Therefore, by comparing the coefficients on both sides of (26), we obtain the following theorem.

Theorem 2.3.

For \(n\ge 0\), we have

$$\phi_{n,\lambda}^{Y}(x)=\sum_{k=0}^{n}B_{n,k}\Big(xE[(Y)_{1,\lambda}], xE[(Y)_{2,\lambda}],\dots, xE[(Y)_{n-k+1,\lambda}]\Big).$$

From (24), we have

$$\begin{aligned} \, &\sum_{n=0}^{\infty}\phi_{n+1,\lambda}^{Y}(x)\frac{t^{n}}{n!} =\frac{d}{dt}\sum_{n=0}^{\infty}\phi_{n,\lambda}^{Y}(x)\frac{t^{n}}{n!}=\frac{d}{dt}e^{x(E[e_{\lambda}^{Y}(t)]-1)} \\ &=xE[Ye_{\lambda}^{Y-\lambda}(t)]e^{x(E[e_{\lambda}^{Y}(t)]-1)}=x\sum_{k=0}^{\infty}E[(Y)_{k+1,\lambda}]\frac{t^{k}}{k!}\sum_{m=0}^{\infty}\phi_{m,\lambda}^{Y}(x)\frac{t^{m}}{m!} \nonumber \\ &=\sum_{n=0}^{\infty}\bigg(x\sum_{k=0}^{n}\binom{n}{k}E[(Y)_{k+1,\lambda}]\phi_{n-k,\lambda}^{Y}(x)\bigg)\frac{t^{n}}{n!}. \nonumber \end{aligned}$$
(27)

Therefore, by comparing the coefficients on both sides of (27), we obtain the following recurrence relation.

Theorem 2.4.

### SUPPLIED DATA
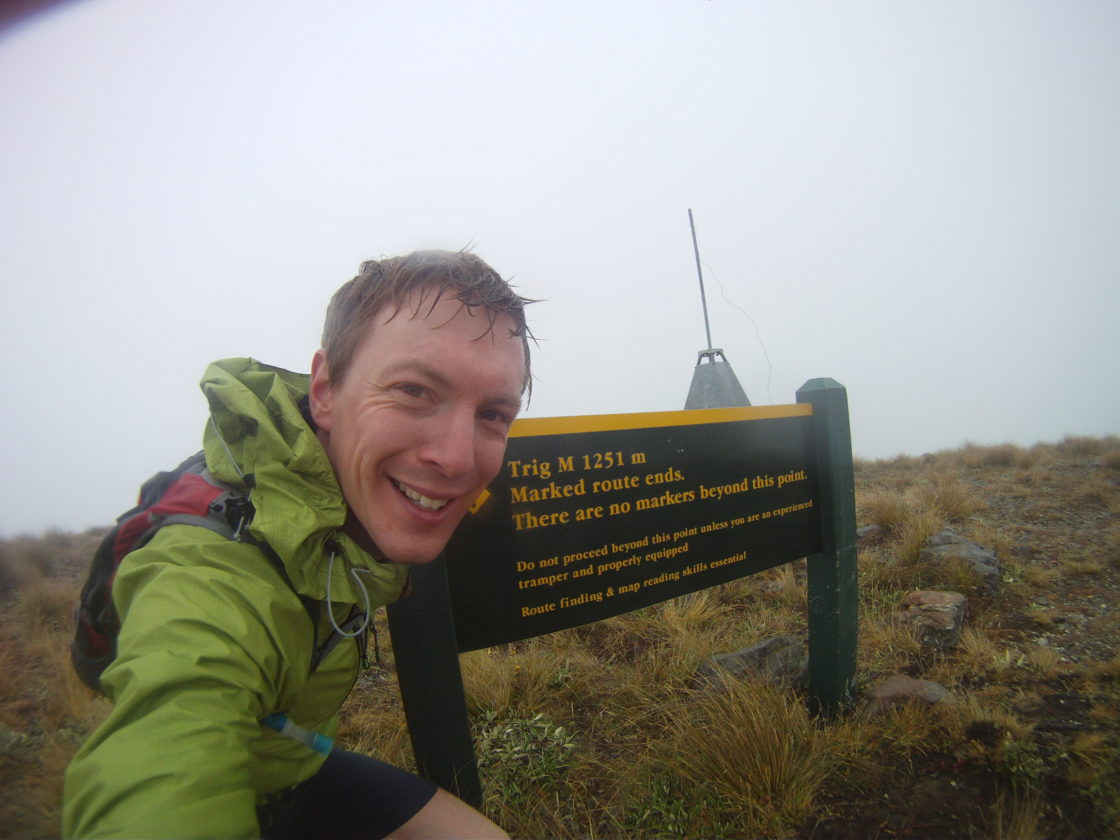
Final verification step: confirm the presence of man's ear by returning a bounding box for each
[308,349,334,431]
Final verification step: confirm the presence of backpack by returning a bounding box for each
[71,451,369,692]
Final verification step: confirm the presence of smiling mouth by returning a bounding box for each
[393,480,450,511]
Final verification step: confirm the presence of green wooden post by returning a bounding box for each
[797,379,858,713]
[388,554,483,808]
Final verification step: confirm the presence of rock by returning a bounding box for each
[868,674,952,709]
[692,634,809,688]
[856,525,883,543]
[922,529,1000,594]
[902,590,968,650]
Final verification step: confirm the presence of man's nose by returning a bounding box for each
[420,410,476,477]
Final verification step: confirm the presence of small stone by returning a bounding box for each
[869,674,952,709]
[693,634,808,688]
[902,590,968,650]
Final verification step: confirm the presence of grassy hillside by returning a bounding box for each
[0,438,1120,838]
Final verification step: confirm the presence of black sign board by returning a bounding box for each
[446,403,821,651]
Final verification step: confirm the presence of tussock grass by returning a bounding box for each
[653,681,830,837]
[0,438,1120,840]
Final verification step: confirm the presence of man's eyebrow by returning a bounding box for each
[385,358,522,410]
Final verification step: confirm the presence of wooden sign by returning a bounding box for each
[446,404,821,651]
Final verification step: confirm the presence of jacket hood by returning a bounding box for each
[200,358,408,605]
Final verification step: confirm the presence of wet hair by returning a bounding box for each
[323,251,533,394]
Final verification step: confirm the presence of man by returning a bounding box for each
[64,251,530,838]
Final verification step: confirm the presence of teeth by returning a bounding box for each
[396,482,447,511]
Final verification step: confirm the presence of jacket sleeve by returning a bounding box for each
[63,526,307,838]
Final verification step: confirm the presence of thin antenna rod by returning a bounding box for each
[689,207,711,349]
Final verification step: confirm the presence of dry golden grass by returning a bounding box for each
[0,438,1120,840]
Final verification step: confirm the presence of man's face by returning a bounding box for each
[311,298,525,563]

### WHAT TO DO
[a] In the extract, which theorem is obtained by comparing the coefficients on both sides of (26)?
[b] Pick out every line of the rows that contains the word "wooden". Case counts.

### TASK-BY-TASK SOLUTIONS
[a] Theorem 2.3

[b]
Final verification step: confirm the presence of green wooden post by returning a bounding box for each
Final verification step: confirm the presence of wooden sign by returning a bounding box for each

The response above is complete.